Written instruction
Please swap "interconnector" for "power line" in the interconnector hearing text and write that passage out again, beginning at the words "I would like" and stopping after "flawed planning application.".

Text extract

##########

I would like to say that we stole the show at yesterdays hearings. However, that honour belongs to Jim McNally, a resident along the route of the proposed interconnector. Jim made a passionate and detailed case against the project. Put simply he was outstanding - Maith Thú Jim!
It is important to acknowledge the huge community effort that has been invested against the plans of EirGrid and NIE throughout the five affected counties. The companies seriously underestimated the level of opposition they would encounter. At often huge personal cost, financial and otherwise, community representatives have challenged and matched the unlimited resources of the state's apparatus. We can only hope that An Bord Pleanála will do the right thing from a planning perspective and reject EirGrid's flawed planning application.
One way or another, the communities involved can be assured of the full support of Sinn Fein - the only party to have adopted, as policy, the position that all such electricity networks should be undergrounded.
My remarks to the oral hearing:
I wish to begin by thanking the inspector and the board for affording my party colleagues and I the opportunity to address this oral hearing.
I wish to also record my party’s view once again that developments such as this that will, one way or another, have a significant developmental impact on any county, should be subject to the planning process in that particular county. In this case Counties Monaghan, Meath and Cavan will be, in Sinn Féin’s view, subjected to development which will have a significant negative impact across an array of barometers that have been outlined in our submission and those of other organisations. Therefore I want to reiterate our opposition to the Strategic Infrastructure Act.
Nevertheless we are where we are and I am hopeful that An Bord Pleanála will accept the overwhelming arguments that have been articulated by united communities along the entire route of this proposed development, in opposition to the erection of overhead high voltage power lines and associated pylons.

##########

Data extract
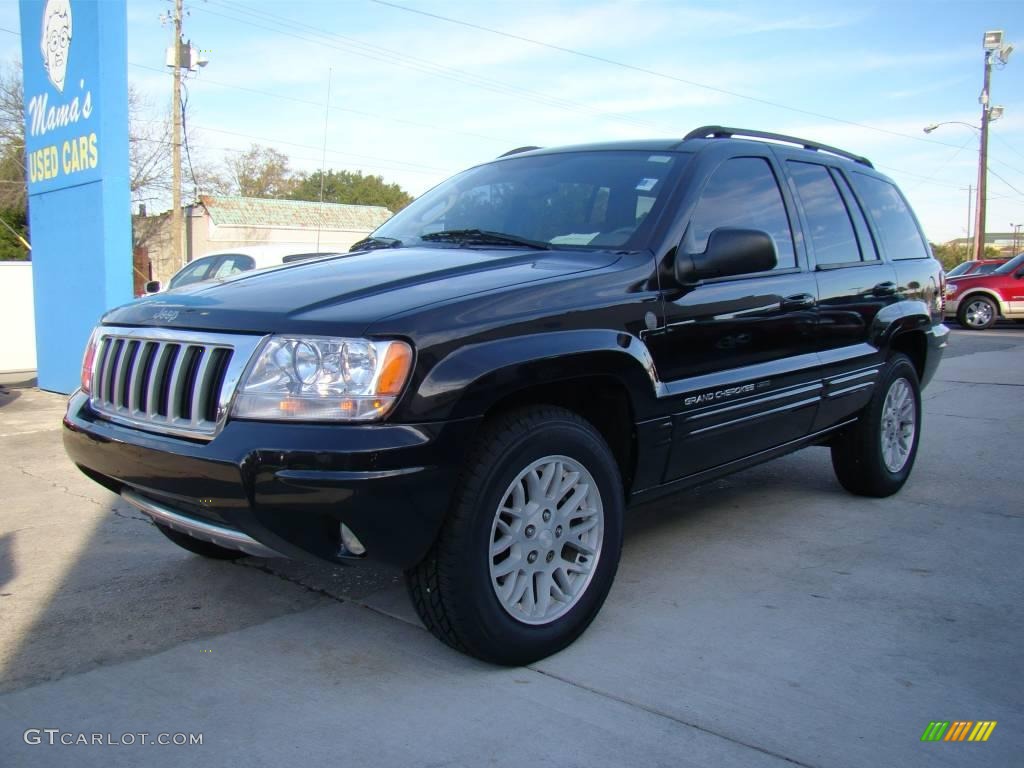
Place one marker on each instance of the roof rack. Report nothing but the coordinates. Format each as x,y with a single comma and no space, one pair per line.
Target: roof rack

##########

Answer to the exercise
I would like to say that we stole the show at yesterdays hearings. However, that honour belongs to Jim McNally, a resident along the route of the proposed power line. Jim made a passionate and detailed case against the project. Put simply he was outstanding - Maith Thú Jim!
It is important to acknowledge the huge community effort that has been invested against the plans of EirGrid and NIE throughout the five affected counties. The companies seriously underestimated the level of opposition they would encounter. At often huge personal cost, financial and otherwise, community representatives have challenged and matched the unlimited resources of the state's apparatus. We can only hope that An Bord Pleanála will do the right thing from a planning perspective and reject EirGrid's flawed planning application.